■ WORK ITEM ■
Continue the comment thread on whether trans women should be treated socially as women, starting after its final sentence.

■ EXTRACT TO READ ■

That’s sense?
The moderate position has been found!
I don’t think that’s especially moderate though.
I really don’t think it’s “moderate” to say that people have a right to be treated as something they’re not. I think it’s pretty much the opposite – I think we all have a right to trust our senses and background knowledge about people, and act accordingly. It may be the case sometimes that a particular woman won’t mind playing along with a man’s claim to be a woman, but that should be up to her. Otherwise – it’s our choice. It’s not the pretender’s choice, it’s ours. It’s our right not to pretend, not their right to make us pretend.
And then the fact claim is highly dubious too. I get it that “trans-women are socially women” is “moderate” compared to “trans women are women,” but it’s still stupid. No, men are not “socially women,” even if they think of themselves that way. Men are playing a game of pretend, and that’s quite far away from “being” something socially.
It may sound easy at first, this treating as such, but if you think about it it isn’t. Social life isn’t like that, interaction isn’t like that, our awareness of other people isn’t like that. We will still know he’s a man. We’ll still know that he didn’t grow up experiencing life as a girl, even if he thinks he did. I just can’t see any way he has a genuine “right” to be treated “as such,” i.e. as socially a woman. He isn’t a woman even socially, because it’s just not that simple.
And Sebastian H. may think it’s rarely important who is physically female and who isn’t, but that’s a luxury men have, isn’t it. I say it damn well is important, and he can take a hike.
As a boy I ofttimes preferred the company of my grandmother and my aunts over that of my grandfather and uncles. I wasn’t treated as if I was a girl though for liking the social company of women, which would have been really weird to me back in the 1960s. The “tension” mentioned by Sebastian H evaporates when you simply let people be who they are, regardless of what sex they are.
Oh, for fuck’s sake, that is the dumbest “middle ground” I’ve heard in a long time.
Here in Toronto during a recent Pride week (or month or season or year or whatever it is now) the trans parade was proudly led — LED, as in, this person was the most celebrated and honoured transgender person among the ten million people in the Golden Horseshoe — by a sixty year old auto mechanic who left his wife and kids to pursue his “transgender” identity full-time: he self-identifies as a five-year-old girl and calls himself “Steph-On-Knee”, as in, he wants to inhabit full-time his sexual fetish of the image of a little girl sitting on his knee, only he wants to pretend he’s the little girl, because of course it’s the fetishistic switcheroo that makes you trans.
That’s not an edge case. That’s a central figure. Literally the star of the parade. Does Sebastian think this auto mechanic “should” be treated “socially” like a little girl?
Setting aside for now the obvious question, what does it mean to treat someone “socially” as a woman to begin with (huh? What would that even look like? Do you want to bring hats back so you can make a show of taking them off in the presence of a translaydee to demonstrate how much of a gentleman you are?), why do these people not comprehend that “trans woman” has become just a stupid identity label that any man can apply to himself for any reason, and which can therefore tell us absolutely nothing of value about the men who claim it?

■ RECORDED INFORMATION ■
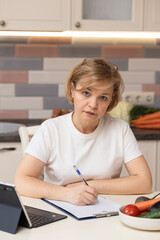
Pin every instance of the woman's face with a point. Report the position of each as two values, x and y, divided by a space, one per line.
91 103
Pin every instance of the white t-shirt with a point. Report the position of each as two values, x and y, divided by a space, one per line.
98 155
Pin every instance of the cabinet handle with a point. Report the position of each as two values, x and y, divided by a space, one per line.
78 24
2 22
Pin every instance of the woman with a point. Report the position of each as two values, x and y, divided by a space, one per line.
96 143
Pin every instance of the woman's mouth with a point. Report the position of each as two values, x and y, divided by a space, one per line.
90 113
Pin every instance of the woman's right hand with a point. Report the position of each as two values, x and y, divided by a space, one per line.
80 194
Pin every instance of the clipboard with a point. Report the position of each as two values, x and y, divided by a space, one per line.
101 208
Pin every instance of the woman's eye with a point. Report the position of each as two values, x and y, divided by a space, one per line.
104 98
85 93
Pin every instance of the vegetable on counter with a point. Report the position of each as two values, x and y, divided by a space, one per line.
150 121
140 110
131 210
153 214
142 206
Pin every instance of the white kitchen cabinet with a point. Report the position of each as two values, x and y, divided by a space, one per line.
9 161
158 166
35 15
149 150
152 15
107 15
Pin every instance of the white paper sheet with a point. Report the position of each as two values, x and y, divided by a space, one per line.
100 208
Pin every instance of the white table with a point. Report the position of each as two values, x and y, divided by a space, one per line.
109 228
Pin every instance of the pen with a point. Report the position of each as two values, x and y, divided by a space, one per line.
79 173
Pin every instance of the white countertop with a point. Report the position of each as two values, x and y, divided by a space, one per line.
110 228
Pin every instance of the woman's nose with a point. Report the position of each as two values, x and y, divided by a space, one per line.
93 102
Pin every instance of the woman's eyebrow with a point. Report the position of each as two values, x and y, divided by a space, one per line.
105 93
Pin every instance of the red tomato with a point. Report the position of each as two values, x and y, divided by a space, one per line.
131 210
142 212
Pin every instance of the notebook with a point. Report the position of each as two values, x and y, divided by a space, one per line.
14 213
101 208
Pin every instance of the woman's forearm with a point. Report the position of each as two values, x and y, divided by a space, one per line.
36 188
124 185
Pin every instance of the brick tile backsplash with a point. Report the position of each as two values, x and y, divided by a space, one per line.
79 51
13 76
13 114
8 63
36 50
122 51
37 90
33 72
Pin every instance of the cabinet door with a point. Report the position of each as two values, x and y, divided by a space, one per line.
40 15
149 150
152 15
107 15
158 167
9 161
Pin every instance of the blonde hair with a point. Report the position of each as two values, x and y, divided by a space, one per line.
96 73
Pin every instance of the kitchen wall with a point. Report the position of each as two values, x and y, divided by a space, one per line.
33 71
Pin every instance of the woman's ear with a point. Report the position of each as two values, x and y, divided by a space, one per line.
72 89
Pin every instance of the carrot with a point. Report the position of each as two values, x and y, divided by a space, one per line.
149 116
142 206
147 121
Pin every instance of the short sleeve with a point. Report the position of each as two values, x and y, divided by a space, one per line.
40 144
131 147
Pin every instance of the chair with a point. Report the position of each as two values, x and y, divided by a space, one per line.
26 133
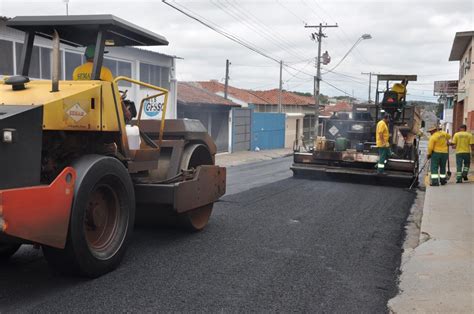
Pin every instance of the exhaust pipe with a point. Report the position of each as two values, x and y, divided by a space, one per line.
56 63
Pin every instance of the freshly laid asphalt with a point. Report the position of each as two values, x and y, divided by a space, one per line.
293 245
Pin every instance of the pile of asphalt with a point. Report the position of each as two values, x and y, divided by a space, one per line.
290 246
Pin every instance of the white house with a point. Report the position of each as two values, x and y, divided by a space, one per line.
144 65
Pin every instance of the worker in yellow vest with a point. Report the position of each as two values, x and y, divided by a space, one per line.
463 141
382 143
438 152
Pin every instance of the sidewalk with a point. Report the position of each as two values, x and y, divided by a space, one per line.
239 158
438 275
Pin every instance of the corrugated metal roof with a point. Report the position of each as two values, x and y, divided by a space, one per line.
192 94
460 44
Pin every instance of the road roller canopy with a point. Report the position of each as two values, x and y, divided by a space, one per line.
397 77
83 30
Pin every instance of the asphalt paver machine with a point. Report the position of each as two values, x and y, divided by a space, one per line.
347 150
74 168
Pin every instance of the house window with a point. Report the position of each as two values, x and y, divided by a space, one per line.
6 53
119 68
72 61
155 75
40 64
45 56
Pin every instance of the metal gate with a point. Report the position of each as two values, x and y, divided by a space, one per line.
268 130
241 129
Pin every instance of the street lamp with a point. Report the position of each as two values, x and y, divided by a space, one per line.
361 38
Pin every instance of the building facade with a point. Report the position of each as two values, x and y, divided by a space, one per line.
462 51
144 65
214 112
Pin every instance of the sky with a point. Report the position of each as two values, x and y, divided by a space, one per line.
408 37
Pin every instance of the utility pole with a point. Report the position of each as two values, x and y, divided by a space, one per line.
226 87
370 83
317 79
281 87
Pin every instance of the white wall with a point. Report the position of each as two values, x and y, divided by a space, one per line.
131 55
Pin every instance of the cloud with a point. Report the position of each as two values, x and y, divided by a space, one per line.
408 37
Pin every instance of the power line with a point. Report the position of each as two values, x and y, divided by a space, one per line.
242 19
222 32
283 41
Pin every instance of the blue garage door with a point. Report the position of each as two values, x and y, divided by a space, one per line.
268 130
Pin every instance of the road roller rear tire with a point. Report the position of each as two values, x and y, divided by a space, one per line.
196 219
102 219
7 250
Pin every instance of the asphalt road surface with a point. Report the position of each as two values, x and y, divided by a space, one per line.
293 245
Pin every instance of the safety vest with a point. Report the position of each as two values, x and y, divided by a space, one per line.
463 141
438 142
382 128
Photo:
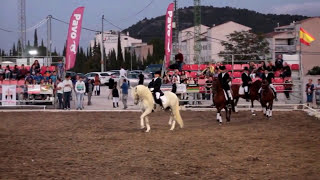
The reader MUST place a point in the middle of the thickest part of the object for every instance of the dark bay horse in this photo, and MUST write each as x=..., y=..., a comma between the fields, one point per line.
x=267, y=97
x=220, y=101
x=253, y=94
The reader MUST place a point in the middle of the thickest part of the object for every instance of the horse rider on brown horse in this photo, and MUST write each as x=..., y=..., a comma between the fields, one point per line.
x=268, y=76
x=246, y=82
x=225, y=81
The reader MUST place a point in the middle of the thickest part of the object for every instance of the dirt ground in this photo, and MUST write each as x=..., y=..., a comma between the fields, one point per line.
x=82, y=145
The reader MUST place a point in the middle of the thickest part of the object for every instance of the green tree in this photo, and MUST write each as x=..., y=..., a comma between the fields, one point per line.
x=252, y=46
x=35, y=38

■ RESULT ■
It was trans allies like Sebastian who insisted there should be no gatekeeping around the word trans. Didn’t they realize it’s gatekeeping around who we apply the word to which gives the word a useful meaning? Take away the gatekeeping and the definition of the word crumbles.
So why, then, do they keep on acting like the term represents a uniform and special class of male-bodied-yet-somehow-vulnerable lady-souls with only a few “edge case” outliers? He didn’t even begin to make an effort to justify why anyone who claims the transgender label “should” be treated in some special way; I’m tired of these men being granted special-passes.
But I don’t want to divert into an argument about who counts as “truly” trans and who’s just “pretending,” because that’s not the right way to look at it. The right way, if you ask me, is to recognize that the reason a man adopts the trans label is ultimately irrelevant. It doesn’t matter how sincerely he wants to be a woman or “feels” like a woman (read: is turned on by the heterosexual sex-role switcheroo), none of this makes him a woman or even “moderately” close to being one. At all.
To my ears, when I hear someone saying transwomen should be treated as women in some way, they might as well be saying redheads should be treated as women in some way. Or Capricorns. It’s totally arbitrary and there’s just no reason for it.
It’s just a mess through-and-through.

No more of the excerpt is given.